▶ _Request_: Edit the rows below so that every "one per instance" becomes "one for each instance", leaving everything else as it stands. Omit the pictures from your answer.

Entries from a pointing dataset
▽

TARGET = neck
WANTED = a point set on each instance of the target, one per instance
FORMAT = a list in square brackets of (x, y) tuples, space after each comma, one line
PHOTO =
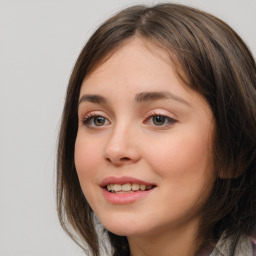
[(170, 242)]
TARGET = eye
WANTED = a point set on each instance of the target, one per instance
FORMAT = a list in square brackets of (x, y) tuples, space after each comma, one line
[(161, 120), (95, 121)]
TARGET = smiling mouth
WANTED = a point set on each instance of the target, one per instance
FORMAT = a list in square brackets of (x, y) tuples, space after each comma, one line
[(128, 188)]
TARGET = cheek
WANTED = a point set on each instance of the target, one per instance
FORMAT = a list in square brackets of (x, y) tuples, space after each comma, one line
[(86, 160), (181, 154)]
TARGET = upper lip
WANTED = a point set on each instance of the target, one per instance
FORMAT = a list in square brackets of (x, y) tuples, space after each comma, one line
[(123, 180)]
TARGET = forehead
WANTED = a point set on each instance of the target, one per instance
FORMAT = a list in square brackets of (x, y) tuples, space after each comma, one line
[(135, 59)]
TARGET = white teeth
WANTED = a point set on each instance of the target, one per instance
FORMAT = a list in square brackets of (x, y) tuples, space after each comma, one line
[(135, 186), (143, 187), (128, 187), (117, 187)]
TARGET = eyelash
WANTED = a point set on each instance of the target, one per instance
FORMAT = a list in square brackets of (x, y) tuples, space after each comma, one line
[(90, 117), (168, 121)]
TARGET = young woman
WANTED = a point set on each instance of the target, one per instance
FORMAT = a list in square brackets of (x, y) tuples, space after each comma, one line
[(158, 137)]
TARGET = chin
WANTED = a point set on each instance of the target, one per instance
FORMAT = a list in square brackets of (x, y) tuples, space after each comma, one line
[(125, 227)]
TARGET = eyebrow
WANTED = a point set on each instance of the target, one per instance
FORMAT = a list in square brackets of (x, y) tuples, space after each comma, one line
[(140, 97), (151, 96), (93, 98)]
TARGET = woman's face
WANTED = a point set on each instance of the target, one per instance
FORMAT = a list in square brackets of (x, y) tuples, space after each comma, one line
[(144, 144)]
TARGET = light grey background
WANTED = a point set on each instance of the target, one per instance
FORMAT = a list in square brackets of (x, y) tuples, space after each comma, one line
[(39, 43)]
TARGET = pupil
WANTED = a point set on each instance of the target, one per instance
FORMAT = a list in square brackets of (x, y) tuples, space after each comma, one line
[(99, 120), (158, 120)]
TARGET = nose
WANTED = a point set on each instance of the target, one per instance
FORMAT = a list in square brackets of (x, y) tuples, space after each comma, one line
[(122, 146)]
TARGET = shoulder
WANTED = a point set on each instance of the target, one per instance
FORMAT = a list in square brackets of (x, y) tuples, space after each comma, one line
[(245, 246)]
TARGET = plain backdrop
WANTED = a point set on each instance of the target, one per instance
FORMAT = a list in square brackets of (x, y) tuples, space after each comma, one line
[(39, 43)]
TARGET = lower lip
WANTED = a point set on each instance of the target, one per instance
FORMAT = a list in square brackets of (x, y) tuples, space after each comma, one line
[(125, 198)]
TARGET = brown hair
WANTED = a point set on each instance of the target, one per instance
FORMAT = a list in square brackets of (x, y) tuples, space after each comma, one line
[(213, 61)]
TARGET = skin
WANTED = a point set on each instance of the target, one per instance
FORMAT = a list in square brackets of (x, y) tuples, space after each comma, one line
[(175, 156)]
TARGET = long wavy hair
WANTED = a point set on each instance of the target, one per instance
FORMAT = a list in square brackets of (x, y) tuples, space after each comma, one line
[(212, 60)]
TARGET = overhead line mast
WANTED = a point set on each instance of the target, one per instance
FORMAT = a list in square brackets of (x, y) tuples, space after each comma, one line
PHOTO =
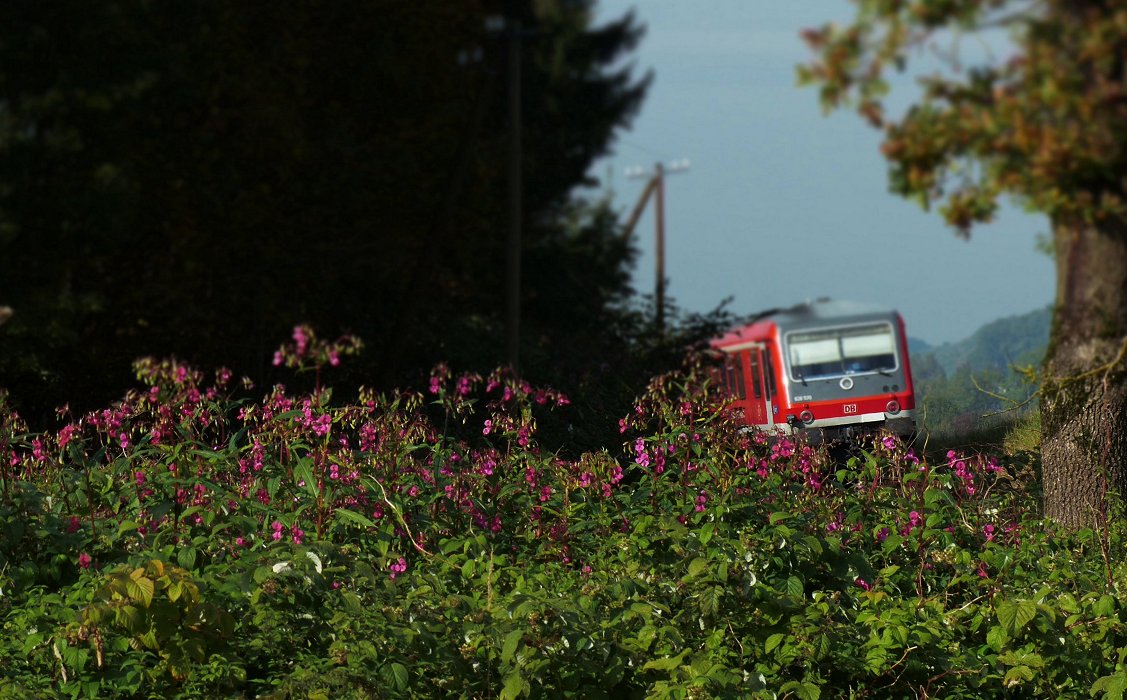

△

▶ _Response to this task_:
TARGET = neck
WANTED = a point set on each instance of the target, one for each instance
FORMAT = a list in square brackets of (x, y) tuples, space after each comma, one line
PHOTO =
[(170, 242)]
TARGET = eye
WANTED = a point set on each instance of the target, one for each instance
FORMAT = a list in square brackets of (x, y) tuples, space after each comma, one line
[(161, 120), (95, 121)]
TARGET = smiling mouth
WANTED = a point set on each instance of the target, one for each instance
FORMAT = a list in square brackets of (x, y) tuples, space after each comma, one line
[(128, 188)]
TARGET = cheek
WANTED = a point set on each instance of the target, one for each instance
FORMAT = a list in square brackets of (x, y) tuples, space after each comma, one line
[(86, 160), (181, 154)]
TARGET = upper lip
WANTED = a point set on each instance of the target, one for each instance
FORMAT = a list in square brackets of (x, y) tuples, space after each comma, one line
[(123, 180)]
TARGET = forehead
WANTED = a point set on each instance of the target, one for each instance
FORMAT = a list in square brackets of (x, y) tuples, space after each comma, one line
[(135, 59)]
TARGET = white teeth
WANTED = a point set on each instance of the target, one for each instance
FORMAT = a list in square brackets of (x, y) tuples, space after each comma, one line
[(135, 186), (143, 187), (128, 187), (117, 187)]
TARGET = eyelash
WANTED = a point set on each instance of the target, one for each instance
FORMAT = a list in square brackets of (x, y) tuples, space after each comma, one line
[(90, 117), (168, 121)]
TARGET = young woman
WANTED = a point set on each instance of the target, one for each instance
FORMAT = a list in square brackets of (x, y) tuples, space after each comma, one line
[(158, 137)]
TARGET = chin
WANTED = a point set on each instance of the target, one for each instance
FORMAT = a list in square brackets of (x, y) tuples, space after each comma, one line
[(125, 227)]
TARGET = eyebrow
WANTED = a point set on each instance of the target, one for each instance
FORMAT = a list in square brackets of (x, y) tuples, space after each comma, one line
[(140, 97), (151, 96), (93, 98)]
TARGET = woman's face
WANTED = a point set on each instance of the target, one for each instance
FORMAT = a list in square brackets of (x, y) tuples, space after each comma, one line
[(144, 144)]
TARGET = light grey background
WANTED = a point set on each instance of the target, one for each instance
FORMAT = a list in square brackets of (x, y) tuples, space after each comma, one line
[(39, 43)]
TARGET = pupil
WANTED = a point set on each instance of the target, one for each instance
FORMAT = a list in square brackets of (x, y) tuples, space after each comma, one line
[(99, 120), (158, 120)]
TARGET = nose
WANTED = a point set on each instance of the target, one for each instance
FORMAT = a list in square brackets of (x, y) tuples, space after each comma, one line
[(122, 146)]
TARGET = shoulder
WANTED = a point set on each instance of the target, one for each instance
FORMAT = a list in square brackets of (x, y) tuples, space after each comma, one line
[(245, 246)]
TARGET = plain backdrop
WANTED = a point set on each instance of the target, one for each instance
FORMAT = a list in square brackets of (x, y) tuples, space after each comma, one line
[(39, 43)]
TARGET = lower lip
WANTED = a point set on each instance of the target, one for each instance
FORMAT = a list in square brackets of (x, y) tuples, space after each comma, one line
[(125, 198)]
TARGET = brown hair
WANTED = a point set on each instance of the target, one for each instance
FORMAT = a list in square brackets of (x, y) tuples, space after each comma, one line
[(213, 61)]
TARGET = skin
WANTED = a point set on each instance of the target, one for each instance
FORMAT = a list in square brackets of (x, y) tuples, space after each comma, one line
[(175, 156)]
TARGET = long wavy hair
WANTED = a point set on each instance of the target, one for each instance
FORMAT = a list in square brackets of (x, y) tuples, space after each comma, one line
[(212, 60)]
TARGET = overhead line mast
WANTED = a point set on each instance of the target, one for each instance
FORMAT = a list in square brackets of (x, y) tuples, space after each comma, one line
PHOTO =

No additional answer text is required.